» **What to produce**: Copy out every line of the records below, requests included, but multiply each point coordinate in the answers by 0.95 and round to the nearest whole number, with halves going up. Leave the pictures out.

— start —

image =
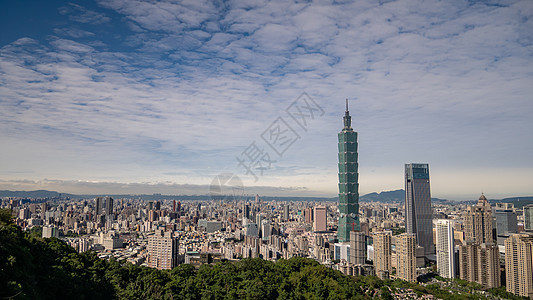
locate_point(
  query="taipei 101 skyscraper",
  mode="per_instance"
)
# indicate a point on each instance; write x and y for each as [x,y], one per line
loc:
[348,180]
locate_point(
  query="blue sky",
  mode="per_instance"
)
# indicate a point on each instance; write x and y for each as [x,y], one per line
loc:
[161,96]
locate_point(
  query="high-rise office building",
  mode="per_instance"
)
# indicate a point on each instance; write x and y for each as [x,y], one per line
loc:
[308,215]
[163,250]
[519,265]
[480,263]
[445,248]
[478,222]
[357,247]
[418,214]
[383,254]
[266,230]
[506,219]
[320,218]
[286,212]
[528,218]
[406,257]
[98,206]
[348,180]
[479,258]
[108,205]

— end —

» **Response below**:
image =
locate_point(
  query="taipei 101 skyscraper",
  mode="per_instance"
)
# indicate a point on each instance; write x and y for each as [x,y], one per line
loc:
[331,171]
locate_point(
  query="blue sky",
  mode="per_instance"
)
# indicate a point on each instance; write x and y for each as [x,y], one per line
loc:
[153,91]
locate_point(
  query="high-rise office building",
  mode="per_instance"
)
# indicate a point on each instance; write x and y for each as [x,y], one per line
loc:
[293,204]
[155,238]
[493,252]
[456,250]
[423,236]
[454,211]
[339,235]
[397,203]
[364,241]
[253,219]
[481,208]
[304,207]
[272,201]
[502,207]
[386,244]
[93,196]
[331,171]
[455,245]
[103,195]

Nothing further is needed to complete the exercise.